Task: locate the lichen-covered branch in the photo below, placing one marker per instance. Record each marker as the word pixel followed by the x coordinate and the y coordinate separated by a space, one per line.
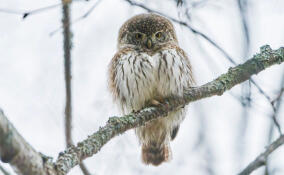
pixel 25 160
pixel 118 125
pixel 17 152
pixel 261 159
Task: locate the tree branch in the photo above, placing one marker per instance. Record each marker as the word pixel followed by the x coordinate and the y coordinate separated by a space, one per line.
pixel 17 152
pixel 25 160
pixel 261 159
pixel 67 73
pixel 118 125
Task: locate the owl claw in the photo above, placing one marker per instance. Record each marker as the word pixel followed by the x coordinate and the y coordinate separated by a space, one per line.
pixel 155 102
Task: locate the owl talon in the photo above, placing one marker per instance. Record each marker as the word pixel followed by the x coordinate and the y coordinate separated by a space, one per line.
pixel 155 102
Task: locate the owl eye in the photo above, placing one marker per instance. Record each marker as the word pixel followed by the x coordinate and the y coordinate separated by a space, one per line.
pixel 159 35
pixel 138 36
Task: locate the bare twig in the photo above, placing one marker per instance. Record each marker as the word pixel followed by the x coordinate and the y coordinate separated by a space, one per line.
pixel 25 14
pixel 277 105
pixel 67 67
pixel 262 158
pixel 78 19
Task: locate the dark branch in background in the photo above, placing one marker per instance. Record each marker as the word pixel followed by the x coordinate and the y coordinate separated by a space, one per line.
pixel 67 69
pixel 5 172
pixel 118 125
pixel 27 13
pixel 193 30
pixel 78 19
pixel 277 106
pixel 262 158
pixel 67 73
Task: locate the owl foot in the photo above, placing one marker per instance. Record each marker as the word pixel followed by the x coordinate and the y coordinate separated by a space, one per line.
pixel 158 103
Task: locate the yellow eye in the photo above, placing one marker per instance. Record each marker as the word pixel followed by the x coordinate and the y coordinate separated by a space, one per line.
pixel 138 36
pixel 158 35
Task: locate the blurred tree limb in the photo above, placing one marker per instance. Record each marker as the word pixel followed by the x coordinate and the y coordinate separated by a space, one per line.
pixel 25 160
pixel 262 158
pixel 209 40
pixel 67 45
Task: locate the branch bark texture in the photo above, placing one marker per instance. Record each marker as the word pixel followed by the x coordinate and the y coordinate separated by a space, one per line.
pixel 16 151
pixel 118 125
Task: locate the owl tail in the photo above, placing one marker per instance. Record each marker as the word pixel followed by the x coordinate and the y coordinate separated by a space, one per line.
pixel 155 154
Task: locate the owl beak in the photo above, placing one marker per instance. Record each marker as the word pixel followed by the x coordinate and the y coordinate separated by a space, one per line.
pixel 149 43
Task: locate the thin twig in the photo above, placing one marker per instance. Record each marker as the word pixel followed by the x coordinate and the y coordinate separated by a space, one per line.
pixel 67 69
pixel 277 105
pixel 78 19
pixel 27 13
pixel 262 158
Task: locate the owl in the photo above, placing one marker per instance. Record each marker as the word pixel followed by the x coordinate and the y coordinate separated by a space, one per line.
pixel 148 67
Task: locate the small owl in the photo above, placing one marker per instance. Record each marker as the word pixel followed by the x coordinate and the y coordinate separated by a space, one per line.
pixel 148 67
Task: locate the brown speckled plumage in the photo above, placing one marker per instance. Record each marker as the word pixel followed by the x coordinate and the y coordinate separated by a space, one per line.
pixel 150 66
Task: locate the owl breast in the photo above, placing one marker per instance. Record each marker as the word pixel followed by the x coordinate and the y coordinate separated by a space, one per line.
pixel 139 77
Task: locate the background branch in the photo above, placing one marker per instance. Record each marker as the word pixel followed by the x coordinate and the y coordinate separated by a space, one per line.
pixel 67 68
pixel 261 159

Exercise details
Write out all the entries exactly, except for the pictures.

Solved problem
Task: locate the lichen-covered branch in the photo below, placing one marker per instance. Record each marker as the word pixel followed by the x coordinate and the y coordinate separated by a space, one per line.
pixel 25 160
pixel 118 125
pixel 17 152
pixel 261 159
Task: locate the tree branch in the photo above, placing one marker per instance. Record each marker as the word pixel followed by the x coordinate and the y coordinate separated by a space, one per line.
pixel 17 152
pixel 25 160
pixel 261 159
pixel 67 73
pixel 118 125
Task: locate the owl claw in the photo above, placing one marker per instance. Record each marker as the word pixel followed by the x coordinate and the y coordinate separated by a space, one per line.
pixel 155 102
Task: locate the owl talon in the photo above, placing one marker per instance. Record each marker as the word pixel followed by the x coordinate and the y coordinate separated by a space, one per line.
pixel 155 102
Task: locate the owl eye in the photo above, placing one marker per instance. Record each marker as the word pixel followed by the x coordinate and the y coordinate separated by a space, one per line.
pixel 159 35
pixel 138 36
Task: locate the bare twig in the photo above, placing one marker per instance. Record each marker as the word pixel followed by the x coordinate and the y coordinate separated by a space, one per line.
pixel 25 14
pixel 277 105
pixel 67 67
pixel 262 158
pixel 78 19
Task: locate the dark branch in background in the photo above, placing one marker per instance. Record each marker as the word pixel followed by the x coordinate and the y coordinate separated by a space, one per line.
pixel 67 69
pixel 5 172
pixel 118 125
pixel 27 13
pixel 193 30
pixel 78 19
pixel 277 106
pixel 262 158
pixel 67 73
Task: locate the owl foot in the photo above, placing one marker per instance. Record each marker as the word pixel followed by the x coordinate and the y coordinate separated by a space, one per line.
pixel 158 103
Task: locate the yellow eye in the photo above, placing one marker per instance. Record each marker as the word pixel followed by the x coordinate and the y coordinate separated by a space, one per line.
pixel 138 36
pixel 158 35
Task: locate the blurred tree limb in the photo above, placing one marker per instance. Record each marker as the word pixel followed by the x coordinate and the y coordinate separated by a space, one per line.
pixel 25 160
pixel 262 158
pixel 209 40
pixel 67 45
Task: locate the branch bark texture in the photo above, placing one marker per instance. Record each marker as the word pixel followed by the x coordinate and the y coordinate separated by a space, one per line.
pixel 16 151
pixel 118 125
Task: locate the owl tail in the photo above, placing one marker per instance. Record each marker as the word pixel followed by the x coordinate and the y coordinate separated by a space, one per line.
pixel 155 154
Task: locate the owl beak in the photo above, placing one marker per instance. Record each marker as the word pixel followed by the x coordinate and the y coordinate separated by a space, one per line.
pixel 149 43
Task: locate the thin twig in the photo above, placing one marker per instance. Record each marker as the word pixel followed by the x coordinate and the y coordinate separated by a space, one per line.
pixel 67 69
pixel 277 105
pixel 78 19
pixel 27 13
pixel 262 158
Task: locate the owl in the photo above, placing one marker per instance. Record each marker as the word pixel followed by the x coordinate and the y coordinate separated by a space, one per line.
pixel 148 67
Task: locate the small owl in the photo above, placing one marker per instance. Record each marker as the word pixel followed by the x coordinate and the y coordinate separated by a space, one per line.
pixel 148 67
Task: locate the brown speckled plumage in the photo above, placing one marker per instance. Record each marker as the word pixel followed by the x coordinate and the y coordinate separated by a space, one per line.
pixel 150 66
Task: locate the owl breast in the photo above, placing one marker per instance. Record each marker as the word pixel followed by the x coordinate and the y coordinate separated by a space, one per line.
pixel 139 77
Task: locate the background branch in the photo above, placing one marker per instance. Record each marker as the word pixel followed by the x coordinate and the y coordinate separated by a space, one per line.
pixel 67 68
pixel 261 159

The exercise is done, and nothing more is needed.